▶ **Problems**
(A) Reproduce the part of the MongoDB filtering notebook that opens with the words containing "### 1. Multiple" and closes with "than 100 employees.".
(B) Answer these questions from the MongoDB filtering notebook:
(i) What default value does get_mongo_client set for max_retries?
(ii) Which collection name is assigned to org_collection?
(iii) What kind of logical operation does the section on nested conditions demonstrate?

▶ **Excerpted passage**
==================================================

# MongoDB Filtering Operations

This notebook demonstrates various filtering techniques in MongoDB, from basic to complex queries.

In [None]:
import sys
!{sys.executable} -m pip install pandas pymongo --quiet

import pandas as pd
from pymongo import MongoClient
from datetime import datetime
import json
import time
import warnings
warnings.filterwarnings('ignore')

def print_mongo(obj):
    """Pretty print MongoDB output"""
    print(json.dumps(obj, indent=2, default=str))

def get_mongo_client(max_retries=5, retry_delay=5):
    """Connect to MongoDB with retry logic"""
    for attempt in range(max_retries):
        try:
            client = MongoClient('mongodb://admin:admin@router1:27017/businessdb?authSource=admin')
            client.admin.command('ping')
            print("Successfully connected to MongoDB")
            return client
        except Exception as e:
            print(f"Connection attempt {attempt + 1} failed: {e}")
            if attempt < max_retries - 1:
                print(f"Retrying in {retry_delay} seconds...")
                time.sleep(retry_delay)
            else:
                raise

client = get_mongo_client()
db = client.businessdb
org_collection = db["organizations"]

## Simple Filters

### 1. Filtering by Country
This query demonstrates how to filter organizations based on a simple equality condition. It retrieves all organizations located in the USA.

In [None]:
usa_orgs = org_collection.find({"country": "Cote d'Ivoire"})
print("Organizations in Cote d'Ivoire:")
for org in usa_orgs:
    print_mongo(org)


### 2. Filtering by Industry
This query shows how to filter organizations by their industry type, specifically looking for software companies.

In [None]:
# Filter by industry
software_orgs = org_collection.find({"industry": "Human Resources / HR"})
print("\nOrganizations in Human Resources / HR:")
for org in software_orgs:
    print_mongo(org)

## Complex Filters

### 1. Multiple Field Criteria
This query combines multiple conditions using AND logic. It finds software companies in the USA that have more than 100 employees.

In [None]:
complex_filter = org_collection.find({
    "country": "China",
    "industry": "Public Safety",
    "numberOfEmployees": {"$gt": 5200}
})
print("\Public Safety organizations in China with more than 100 employees:")
for org in complex_filter:
    print_mongo(org)


### 2. Nested Conditions with OR Logic
This query demonstrates the use of logical OR operations. It finds software companies that are either located in the USA OR have more than 500 employees.

==================================================

Location labeling records:

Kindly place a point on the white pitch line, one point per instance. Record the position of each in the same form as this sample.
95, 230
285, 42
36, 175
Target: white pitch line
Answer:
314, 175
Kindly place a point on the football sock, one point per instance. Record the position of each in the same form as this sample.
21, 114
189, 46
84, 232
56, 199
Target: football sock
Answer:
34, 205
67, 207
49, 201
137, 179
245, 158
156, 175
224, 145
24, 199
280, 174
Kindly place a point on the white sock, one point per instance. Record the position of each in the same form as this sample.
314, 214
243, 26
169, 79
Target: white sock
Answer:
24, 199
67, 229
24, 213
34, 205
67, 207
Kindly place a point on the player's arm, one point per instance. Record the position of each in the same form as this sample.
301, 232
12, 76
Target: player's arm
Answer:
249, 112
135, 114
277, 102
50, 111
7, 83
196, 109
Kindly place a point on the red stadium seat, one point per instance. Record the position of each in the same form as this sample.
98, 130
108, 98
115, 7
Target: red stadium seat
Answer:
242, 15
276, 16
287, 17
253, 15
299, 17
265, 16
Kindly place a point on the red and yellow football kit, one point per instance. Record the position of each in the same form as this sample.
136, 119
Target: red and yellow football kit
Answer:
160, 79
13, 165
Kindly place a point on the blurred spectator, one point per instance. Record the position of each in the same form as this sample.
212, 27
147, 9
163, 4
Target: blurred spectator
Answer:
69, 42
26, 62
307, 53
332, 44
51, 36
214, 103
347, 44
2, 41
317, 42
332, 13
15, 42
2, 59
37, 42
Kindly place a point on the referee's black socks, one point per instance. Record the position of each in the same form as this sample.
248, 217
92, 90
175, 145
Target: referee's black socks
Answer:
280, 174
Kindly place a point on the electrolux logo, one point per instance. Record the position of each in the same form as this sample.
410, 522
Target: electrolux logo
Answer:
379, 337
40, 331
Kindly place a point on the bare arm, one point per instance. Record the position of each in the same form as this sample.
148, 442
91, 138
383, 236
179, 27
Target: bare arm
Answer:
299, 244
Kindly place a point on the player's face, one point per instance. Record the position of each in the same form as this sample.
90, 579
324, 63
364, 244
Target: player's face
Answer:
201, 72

==================================================

▶ **Task responses**
(A)
### 1. Multiple Field Criteria
This query combines multiple conditions using AND logic. It finds software companies in the USA that have more than 100 employees.

(B)
(i) 5
(ii) "organizations"
(iii) OR